* begin Dataset content *

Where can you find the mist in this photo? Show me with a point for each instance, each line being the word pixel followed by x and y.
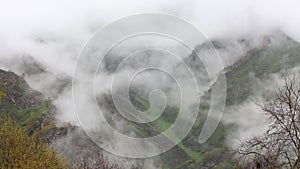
pixel 42 40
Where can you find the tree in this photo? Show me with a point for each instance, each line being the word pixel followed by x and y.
pixel 17 150
pixel 279 146
pixel 95 159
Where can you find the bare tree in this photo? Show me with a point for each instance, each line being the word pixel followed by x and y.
pixel 279 146
pixel 96 160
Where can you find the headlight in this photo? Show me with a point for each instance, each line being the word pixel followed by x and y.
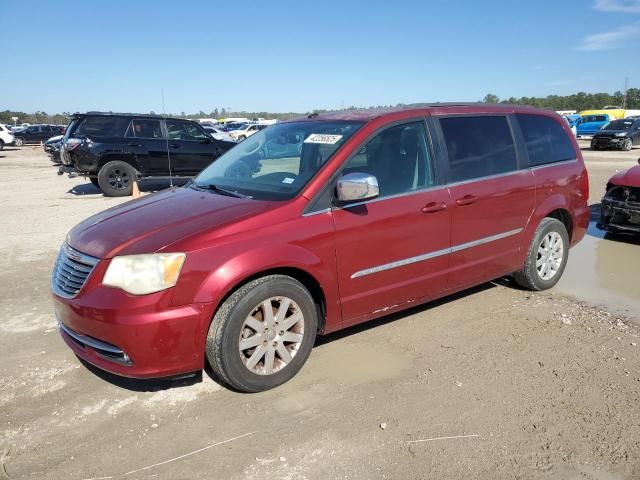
pixel 143 274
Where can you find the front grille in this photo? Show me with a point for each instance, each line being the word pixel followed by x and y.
pixel 103 349
pixel 71 271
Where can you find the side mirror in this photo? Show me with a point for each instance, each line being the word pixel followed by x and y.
pixel 357 186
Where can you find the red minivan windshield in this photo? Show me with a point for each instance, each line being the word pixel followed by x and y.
pixel 275 163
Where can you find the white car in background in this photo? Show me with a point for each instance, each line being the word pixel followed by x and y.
pixel 218 134
pixel 6 136
pixel 246 131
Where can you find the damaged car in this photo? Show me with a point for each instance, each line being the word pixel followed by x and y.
pixel 620 207
pixel 618 134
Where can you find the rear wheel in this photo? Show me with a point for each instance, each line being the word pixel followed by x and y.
pixel 262 334
pixel 116 178
pixel 547 256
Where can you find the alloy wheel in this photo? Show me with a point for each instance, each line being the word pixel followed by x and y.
pixel 271 335
pixel 550 255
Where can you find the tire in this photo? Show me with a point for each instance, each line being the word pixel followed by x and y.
pixel 247 370
pixel 116 178
pixel 534 276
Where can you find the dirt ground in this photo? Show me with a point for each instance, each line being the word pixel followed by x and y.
pixel 492 383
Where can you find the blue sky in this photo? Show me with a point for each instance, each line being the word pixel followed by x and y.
pixel 282 55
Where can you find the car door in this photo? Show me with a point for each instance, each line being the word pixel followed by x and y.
pixel 492 198
pixel 394 249
pixel 192 149
pixel 145 141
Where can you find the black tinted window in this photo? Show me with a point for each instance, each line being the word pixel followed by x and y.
pixel 184 131
pixel 144 128
pixel 478 147
pixel 399 159
pixel 546 140
pixel 99 126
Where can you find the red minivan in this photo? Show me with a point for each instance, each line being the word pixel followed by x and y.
pixel 316 224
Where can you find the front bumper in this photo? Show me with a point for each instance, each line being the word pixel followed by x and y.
pixel 608 142
pixel 619 214
pixel 134 336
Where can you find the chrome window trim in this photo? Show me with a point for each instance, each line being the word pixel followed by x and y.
pixel 435 254
pixel 488 177
pixel 553 164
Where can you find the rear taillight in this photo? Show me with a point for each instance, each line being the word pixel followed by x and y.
pixel 584 184
pixel 73 143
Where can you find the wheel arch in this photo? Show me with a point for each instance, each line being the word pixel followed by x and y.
pixel 302 276
pixel 120 157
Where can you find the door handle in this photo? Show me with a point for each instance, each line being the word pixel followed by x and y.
pixel 466 200
pixel 433 207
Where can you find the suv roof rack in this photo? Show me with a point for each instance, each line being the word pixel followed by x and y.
pixel 118 114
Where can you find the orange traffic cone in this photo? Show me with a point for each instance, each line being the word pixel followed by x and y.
pixel 135 192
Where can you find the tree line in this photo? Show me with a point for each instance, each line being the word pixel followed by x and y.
pixel 577 101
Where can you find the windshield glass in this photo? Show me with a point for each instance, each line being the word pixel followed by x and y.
pixel 275 163
pixel 619 125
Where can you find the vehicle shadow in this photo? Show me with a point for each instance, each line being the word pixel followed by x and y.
pixel 145 186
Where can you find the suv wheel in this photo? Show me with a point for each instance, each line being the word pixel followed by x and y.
pixel 116 178
pixel 546 258
pixel 262 334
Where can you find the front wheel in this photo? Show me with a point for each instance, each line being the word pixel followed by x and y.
pixel 262 334
pixel 547 256
pixel 116 178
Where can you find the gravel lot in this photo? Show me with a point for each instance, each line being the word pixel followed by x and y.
pixel 492 383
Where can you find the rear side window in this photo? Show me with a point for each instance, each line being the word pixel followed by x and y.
pixel 99 126
pixel 546 140
pixel 478 147
pixel 144 128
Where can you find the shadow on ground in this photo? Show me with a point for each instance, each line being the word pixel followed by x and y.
pixel 146 186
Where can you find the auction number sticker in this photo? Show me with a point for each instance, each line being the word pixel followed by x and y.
pixel 323 138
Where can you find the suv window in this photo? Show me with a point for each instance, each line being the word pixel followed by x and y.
pixel 478 146
pixel 144 128
pixel 98 126
pixel 398 157
pixel 185 131
pixel 546 140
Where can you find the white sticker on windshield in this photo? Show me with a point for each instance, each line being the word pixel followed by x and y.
pixel 323 138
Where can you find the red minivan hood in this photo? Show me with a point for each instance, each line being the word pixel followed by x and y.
pixel 156 221
pixel 628 178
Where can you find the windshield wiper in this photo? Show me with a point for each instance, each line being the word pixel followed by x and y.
pixel 223 191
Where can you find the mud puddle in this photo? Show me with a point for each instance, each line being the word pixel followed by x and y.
pixel 604 269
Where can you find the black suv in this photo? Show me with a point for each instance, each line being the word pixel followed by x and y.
pixel 620 134
pixel 37 134
pixel 115 149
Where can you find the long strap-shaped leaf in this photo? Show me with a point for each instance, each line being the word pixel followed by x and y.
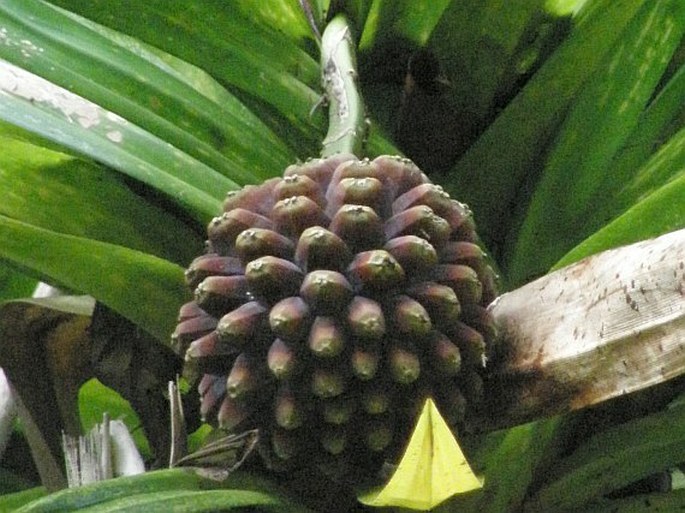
pixel 611 324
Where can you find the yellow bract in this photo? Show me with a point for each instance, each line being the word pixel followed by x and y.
pixel 432 469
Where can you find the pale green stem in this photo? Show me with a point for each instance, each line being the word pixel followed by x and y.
pixel 347 123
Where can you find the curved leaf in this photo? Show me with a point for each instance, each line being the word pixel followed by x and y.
pixel 256 62
pixel 75 197
pixel 596 128
pixel 38 106
pixel 105 271
pixel 661 210
pixel 495 173
pixel 613 459
pixel 151 89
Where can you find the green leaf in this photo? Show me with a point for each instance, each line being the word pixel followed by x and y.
pixel 613 459
pixel 106 271
pixel 661 210
pixel 13 501
pixel 484 53
pixel 409 21
pixel 512 466
pixel 196 502
pixel 596 128
pixel 491 175
pixel 642 503
pixel 95 399
pixel 56 114
pixel 276 75
pixel 172 100
pixel 75 197
pixel 166 490
pixel 14 285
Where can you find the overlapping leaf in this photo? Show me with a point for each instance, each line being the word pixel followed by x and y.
pixel 277 77
pixel 105 271
pixel 597 127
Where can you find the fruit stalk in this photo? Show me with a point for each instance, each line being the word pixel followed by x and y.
pixel 347 122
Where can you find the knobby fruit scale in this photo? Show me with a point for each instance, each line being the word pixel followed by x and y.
pixel 332 301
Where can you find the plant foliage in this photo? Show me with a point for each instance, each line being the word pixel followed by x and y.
pixel 123 125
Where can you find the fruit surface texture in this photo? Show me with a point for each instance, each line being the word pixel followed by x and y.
pixel 330 303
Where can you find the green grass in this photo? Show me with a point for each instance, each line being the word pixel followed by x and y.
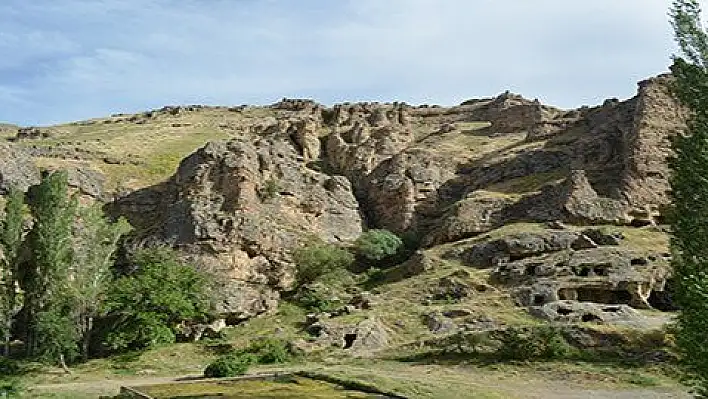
pixel 526 184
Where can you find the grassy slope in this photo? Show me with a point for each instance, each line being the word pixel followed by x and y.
pixel 411 367
pixel 141 154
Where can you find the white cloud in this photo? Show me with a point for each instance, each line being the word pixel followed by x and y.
pixel 74 59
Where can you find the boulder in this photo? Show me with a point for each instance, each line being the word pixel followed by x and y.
pixel 575 312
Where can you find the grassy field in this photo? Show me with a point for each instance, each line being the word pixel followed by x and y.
pixel 134 151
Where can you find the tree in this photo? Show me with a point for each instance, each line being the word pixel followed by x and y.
pixel 689 190
pixel 377 245
pixel 317 259
pixel 95 243
pixel 44 273
pixel 10 242
pixel 150 303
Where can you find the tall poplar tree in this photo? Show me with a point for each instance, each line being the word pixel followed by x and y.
pixel 10 242
pixel 95 243
pixel 689 189
pixel 45 272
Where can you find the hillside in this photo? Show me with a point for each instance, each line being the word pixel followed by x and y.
pixel 516 213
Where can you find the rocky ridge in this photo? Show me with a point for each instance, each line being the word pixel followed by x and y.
pixel 297 171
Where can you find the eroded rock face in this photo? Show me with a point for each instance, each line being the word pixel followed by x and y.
pixel 567 311
pixel 658 116
pixel 238 208
pixel 16 168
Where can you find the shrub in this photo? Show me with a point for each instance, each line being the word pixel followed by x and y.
pixel 149 304
pixel 230 365
pixel 270 350
pixel 316 302
pixel 316 260
pixel 9 367
pixel 376 245
pixel 532 343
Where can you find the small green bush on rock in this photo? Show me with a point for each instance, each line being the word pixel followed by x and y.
pixel 270 350
pixel 318 259
pixel 376 245
pixel 532 343
pixel 9 367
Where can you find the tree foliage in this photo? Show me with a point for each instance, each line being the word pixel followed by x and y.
pixel 689 189
pixel 152 301
pixel 318 259
pixel 45 272
pixel 10 242
pixel 95 242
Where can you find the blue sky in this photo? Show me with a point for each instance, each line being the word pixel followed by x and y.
pixel 66 60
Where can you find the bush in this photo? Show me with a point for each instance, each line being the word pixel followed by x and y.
pixel 9 367
pixel 230 365
pixel 532 343
pixel 270 350
pixel 316 302
pixel 316 260
pixel 376 245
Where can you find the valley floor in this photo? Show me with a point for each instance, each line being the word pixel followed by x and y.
pixel 547 380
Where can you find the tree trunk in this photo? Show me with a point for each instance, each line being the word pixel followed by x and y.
pixel 62 362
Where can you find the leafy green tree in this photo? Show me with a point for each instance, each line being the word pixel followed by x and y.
pixel 318 259
pixel 45 272
pixel 689 189
pixel 10 242
pixel 377 245
pixel 150 303
pixel 95 243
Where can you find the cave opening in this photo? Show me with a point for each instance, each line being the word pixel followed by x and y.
pixel 349 340
pixel 609 297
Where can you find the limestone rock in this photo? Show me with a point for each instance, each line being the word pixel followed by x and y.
pixel 16 168
pixel 438 323
pixel 576 312
pixel 238 208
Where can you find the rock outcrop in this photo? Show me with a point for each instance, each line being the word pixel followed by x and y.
pixel 437 174
pixel 238 208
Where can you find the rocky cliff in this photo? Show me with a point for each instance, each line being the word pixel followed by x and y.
pixel 297 171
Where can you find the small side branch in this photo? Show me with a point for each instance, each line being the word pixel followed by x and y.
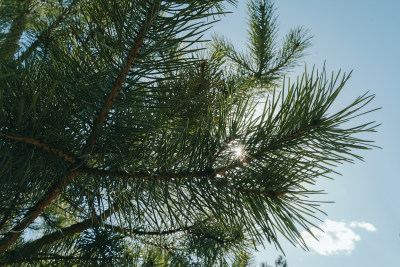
pixel 115 89
pixel 145 175
pixel 36 143
pixel 62 233
pixel 35 211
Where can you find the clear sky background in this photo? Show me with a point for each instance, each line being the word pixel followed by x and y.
pixel 363 225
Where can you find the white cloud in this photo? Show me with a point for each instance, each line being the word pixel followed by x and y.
pixel 337 237
pixel 367 226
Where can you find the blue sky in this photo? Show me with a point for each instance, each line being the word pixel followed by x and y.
pixel 363 225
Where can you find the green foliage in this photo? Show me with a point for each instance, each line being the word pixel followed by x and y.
pixel 120 129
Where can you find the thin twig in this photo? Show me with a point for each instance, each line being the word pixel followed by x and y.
pixel 36 143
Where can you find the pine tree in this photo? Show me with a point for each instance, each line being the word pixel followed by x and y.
pixel 126 139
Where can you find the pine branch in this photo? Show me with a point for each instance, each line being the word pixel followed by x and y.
pixel 115 89
pixel 55 257
pixel 17 27
pixel 57 187
pixel 250 191
pixel 62 233
pixel 45 147
pixel 9 211
pixel 280 142
pixel 141 232
pixel 35 211
pixel 145 175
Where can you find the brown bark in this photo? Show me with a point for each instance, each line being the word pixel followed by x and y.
pixel 58 186
pixel 77 228
pixel 115 89
pixel 34 212
pixel 36 143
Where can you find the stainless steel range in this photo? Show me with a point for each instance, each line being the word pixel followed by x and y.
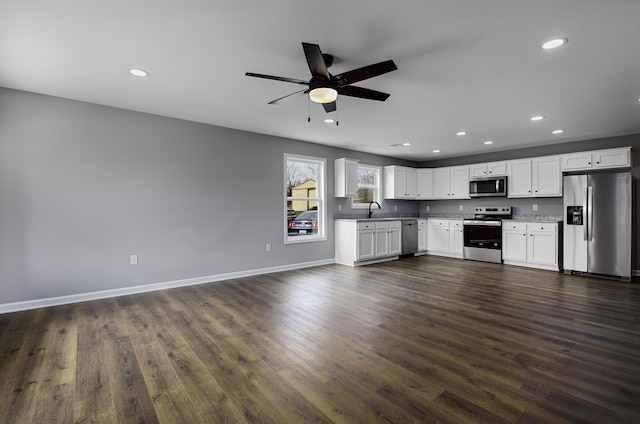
pixel 483 234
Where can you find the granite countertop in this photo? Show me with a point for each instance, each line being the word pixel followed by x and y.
pixel 536 218
pixel 451 216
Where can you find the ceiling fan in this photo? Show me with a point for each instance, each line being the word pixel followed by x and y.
pixel 324 88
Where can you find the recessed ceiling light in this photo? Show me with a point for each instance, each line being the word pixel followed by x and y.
pixel 554 44
pixel 138 72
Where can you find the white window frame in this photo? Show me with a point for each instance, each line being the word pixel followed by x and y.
pixel 321 195
pixel 378 185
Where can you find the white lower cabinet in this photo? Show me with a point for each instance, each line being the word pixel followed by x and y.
pixel 362 242
pixel 530 244
pixel 445 237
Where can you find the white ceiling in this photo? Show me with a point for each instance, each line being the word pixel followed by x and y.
pixel 463 65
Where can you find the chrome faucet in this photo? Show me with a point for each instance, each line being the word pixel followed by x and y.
pixel 370 211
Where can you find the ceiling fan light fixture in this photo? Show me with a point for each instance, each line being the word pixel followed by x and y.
pixel 138 72
pixel 323 95
pixel 554 44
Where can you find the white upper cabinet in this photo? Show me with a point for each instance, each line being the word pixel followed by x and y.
pixel 537 177
pixel 546 179
pixel 519 182
pixel 346 177
pixel 451 182
pixel 597 159
pixel 487 169
pixel 400 182
pixel 425 184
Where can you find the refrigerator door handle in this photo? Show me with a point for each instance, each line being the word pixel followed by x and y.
pixel 585 214
pixel 589 225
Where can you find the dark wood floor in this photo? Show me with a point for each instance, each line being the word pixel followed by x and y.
pixel 420 340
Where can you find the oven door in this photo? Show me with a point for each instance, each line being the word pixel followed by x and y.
pixel 483 234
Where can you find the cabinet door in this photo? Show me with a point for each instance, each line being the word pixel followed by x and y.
pixel 346 177
pixel 456 237
pixel 478 170
pixel 411 183
pixel 542 247
pixel 366 245
pixel 546 176
pixel 576 161
pixel 395 241
pixel 439 238
pixel 514 244
pixel 441 183
pixel 519 172
pixel 425 184
pixel 459 182
pixel 613 158
pixel 399 183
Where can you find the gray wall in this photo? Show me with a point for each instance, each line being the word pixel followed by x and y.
pixel 83 186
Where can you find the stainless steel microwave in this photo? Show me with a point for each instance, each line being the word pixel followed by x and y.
pixel 488 187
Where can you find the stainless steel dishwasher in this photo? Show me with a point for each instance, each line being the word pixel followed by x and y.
pixel 409 236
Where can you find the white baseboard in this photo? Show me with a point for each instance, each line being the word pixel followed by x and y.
pixel 84 297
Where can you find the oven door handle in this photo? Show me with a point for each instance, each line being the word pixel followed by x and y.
pixel 483 223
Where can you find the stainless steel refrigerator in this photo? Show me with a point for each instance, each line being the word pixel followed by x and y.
pixel 598 224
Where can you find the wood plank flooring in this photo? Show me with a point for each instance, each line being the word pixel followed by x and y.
pixel 420 340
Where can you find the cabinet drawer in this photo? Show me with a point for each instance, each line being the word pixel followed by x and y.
pixel 395 224
pixel 382 225
pixel 519 226
pixel 543 227
pixel 439 222
pixel 366 225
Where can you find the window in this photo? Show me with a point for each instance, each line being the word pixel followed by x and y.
pixel 368 186
pixel 304 185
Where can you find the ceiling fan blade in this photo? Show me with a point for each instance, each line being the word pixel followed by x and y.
pixel 329 107
pixel 289 96
pixel 316 63
pixel 366 72
pixel 272 77
pixel 363 93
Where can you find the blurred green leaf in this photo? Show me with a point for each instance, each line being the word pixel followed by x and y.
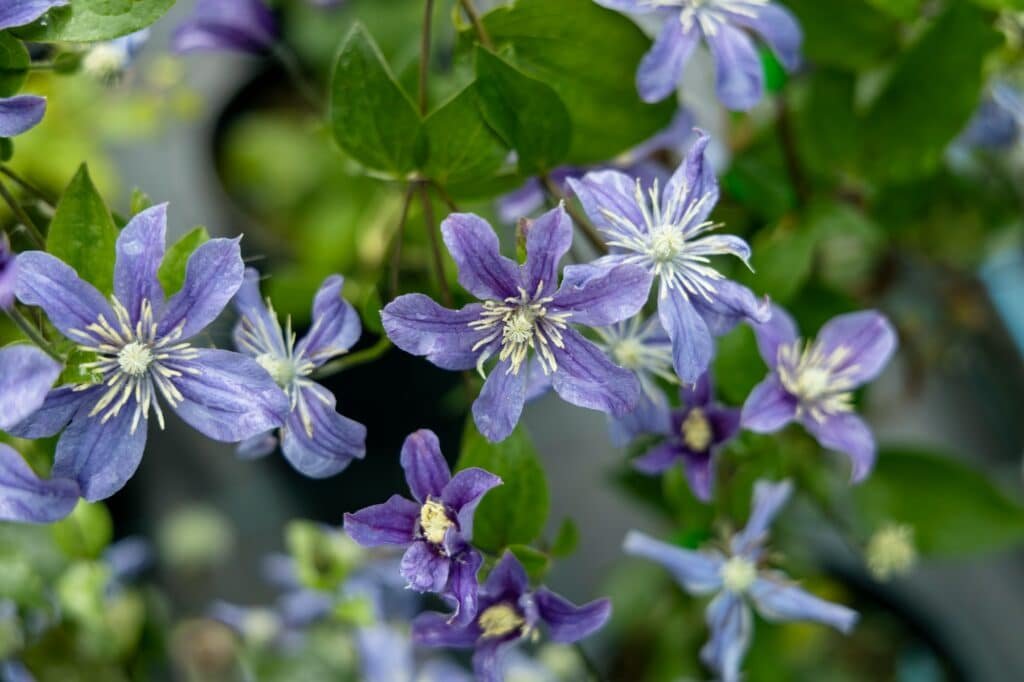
pixel 513 513
pixel 372 118
pixel 526 113
pixel 82 232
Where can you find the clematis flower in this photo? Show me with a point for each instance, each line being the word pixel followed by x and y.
pixel 813 382
pixel 723 25
pixel 435 528
pixel 509 612
pixel 667 235
pixel 694 434
pixel 738 580
pixel 315 439
pixel 229 26
pixel 524 312
pixel 142 351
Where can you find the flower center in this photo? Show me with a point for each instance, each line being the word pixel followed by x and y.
pixel 738 574
pixel 434 521
pixel 696 430
pixel 500 620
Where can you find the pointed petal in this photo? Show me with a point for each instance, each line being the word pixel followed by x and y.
pixel 27 498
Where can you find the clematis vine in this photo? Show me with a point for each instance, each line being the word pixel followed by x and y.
pixel 667 235
pixel 738 580
pixel 724 27
pixel 509 612
pixel 524 312
pixel 813 381
pixel 315 439
pixel 142 350
pixel 435 527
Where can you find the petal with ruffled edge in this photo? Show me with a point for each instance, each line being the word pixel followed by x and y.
pixel 26 377
pixel 27 498
pixel 227 396
pixel 698 572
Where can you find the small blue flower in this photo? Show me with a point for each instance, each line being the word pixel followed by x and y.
pixel 315 439
pixel 738 579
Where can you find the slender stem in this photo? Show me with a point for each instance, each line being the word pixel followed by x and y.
pixel 585 225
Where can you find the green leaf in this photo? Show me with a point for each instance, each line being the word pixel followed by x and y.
pixel 82 232
pixel 172 269
pixel 461 145
pixel 372 118
pixel 929 98
pixel 589 56
pixel 953 508
pixel 527 114
pixel 91 20
pixel 513 513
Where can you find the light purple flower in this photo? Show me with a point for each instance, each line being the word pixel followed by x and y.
pixel 694 434
pixel 232 26
pixel 142 350
pixel 509 612
pixel 435 528
pixel 524 311
pixel 667 235
pixel 739 579
pixel 315 439
pixel 723 25
pixel 813 382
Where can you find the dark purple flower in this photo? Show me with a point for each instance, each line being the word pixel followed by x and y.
pixel 524 311
pixel 723 25
pixel 436 527
pixel 813 382
pixel 667 236
pixel 232 26
pixel 737 579
pixel 141 346
pixel 510 611
pixel 315 439
pixel 694 434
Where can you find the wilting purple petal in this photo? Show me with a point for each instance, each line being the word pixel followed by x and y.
pixel 390 523
pixel 230 397
pixel 26 377
pixel 27 498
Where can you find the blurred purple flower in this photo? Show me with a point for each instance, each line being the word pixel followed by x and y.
pixel 141 349
pixel 436 527
pixel 524 310
pixel 723 25
pixel 813 382
pixel 737 580
pixel 667 236
pixel 315 439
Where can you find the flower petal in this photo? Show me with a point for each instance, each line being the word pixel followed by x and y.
pixel 568 623
pixel 419 326
pixel 27 498
pixel 390 523
pixel 482 269
pixel 26 377
pixel 227 396
pixel 426 471
pixel 213 274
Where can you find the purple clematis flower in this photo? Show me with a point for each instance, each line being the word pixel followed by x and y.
pixel 315 439
pixel 737 580
pixel 230 26
pixel 510 611
pixel 436 527
pixel 694 434
pixel 523 310
pixel 813 382
pixel 142 350
pixel 667 236
pixel 723 25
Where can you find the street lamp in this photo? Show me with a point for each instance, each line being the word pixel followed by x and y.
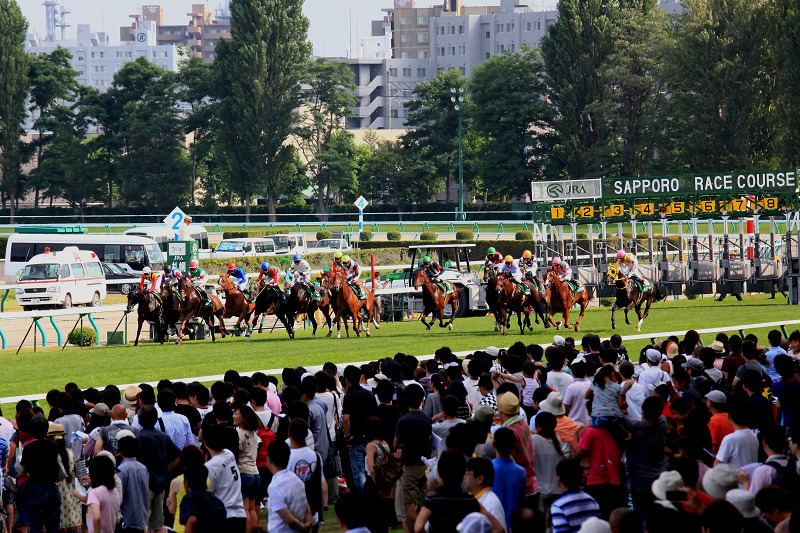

* end Dataset content *

Required work = How many lines of the listing above contain the word "dark"? Reply with the number alone.

Task result = 2